Pero ya está aquí la incredulidad. La incredulidad también consiste en creer lo dificil antes que lo fácil. Que esto es lo que sigue haciendo la humanidad: no creer en Jesús, que se acerca sobre las aguas y creer en los fantasmas. Los apóstoles, gritando que venía un fantasma, ante Jesús que llegaba sobre las olas, fueron los antecesores de toda esta pobre humanidad, que ha acabado quitándose el escapulario ... para sustituirlo por un pelo de elefante o un bu da de marfil.

Pero Simón Pedro acentuó la incredulidad con la pedantería. Cuando Jesús les dice que es El, Simón le pide una comprobación crítica. "Si eres tú mándame ir hacia Ti sobre las aguas". Y Jesús le manda venir. Y Simón va sobre las aguas pero al ir llegando, el viento arrecia, San Pedro duda y se asusta. Y en cuanto duda, empieza a hundirse ... Está aquí toda la complicada psicología de la duda. En ese admirable fragmento evangélico están, en ciernes, todas las múltiples maneras de dudar que la humanidad ha inventado. La incredulidad primero, el racionalismo luego, después la tibieza: todo el lujo de la duda.

Y, acaso, entre todas estas formas, la más humana e impresionante, esa forma central, cuando Simón va ya sobre el agua y duda y tiembla porque se levanta un poco más de viento. Va viviendo el milagro y cree todavía que un poco de viento puede disiparlo todo. Iba sobre el agua y todavía su fe no era más que pavesilla a merced de un soplo. Aceptaba un milagro moderado y de discretas proporciones. Andar sobre el agua, bueno ... , pero sin hipérboles de grandes vientos y oleajes. En aquel momento creyó Pedro, apenas, en el Cristo, cómodo y facilitón en que ahora creen tantos y tantos: un Cristo ... sin exageraciones.

**SECCIÓN DE DATOS:**
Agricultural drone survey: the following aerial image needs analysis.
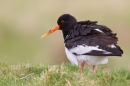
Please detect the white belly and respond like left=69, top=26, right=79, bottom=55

**DETALLES DEL PROBLEMA:**
En el texto sobre la duda de Simón Pedro, ¿por qué se afirma que la fe de Pedro "no era más que pavesilla a merced de un soplo"? Explícalo en una a tres oraciones. El listado no hace falta aquí.

**EJERCICIO RESUELTO:**
Porque Pedro iba ya sobre el agua, viviendo el milagro, y aun así creía que un poco de viento podía disiparlo todo. Por eso, cuando el viento arreció, dudó y tembló: solo aceptaba un milagro moderado, sin grandes vientos ni oleajes.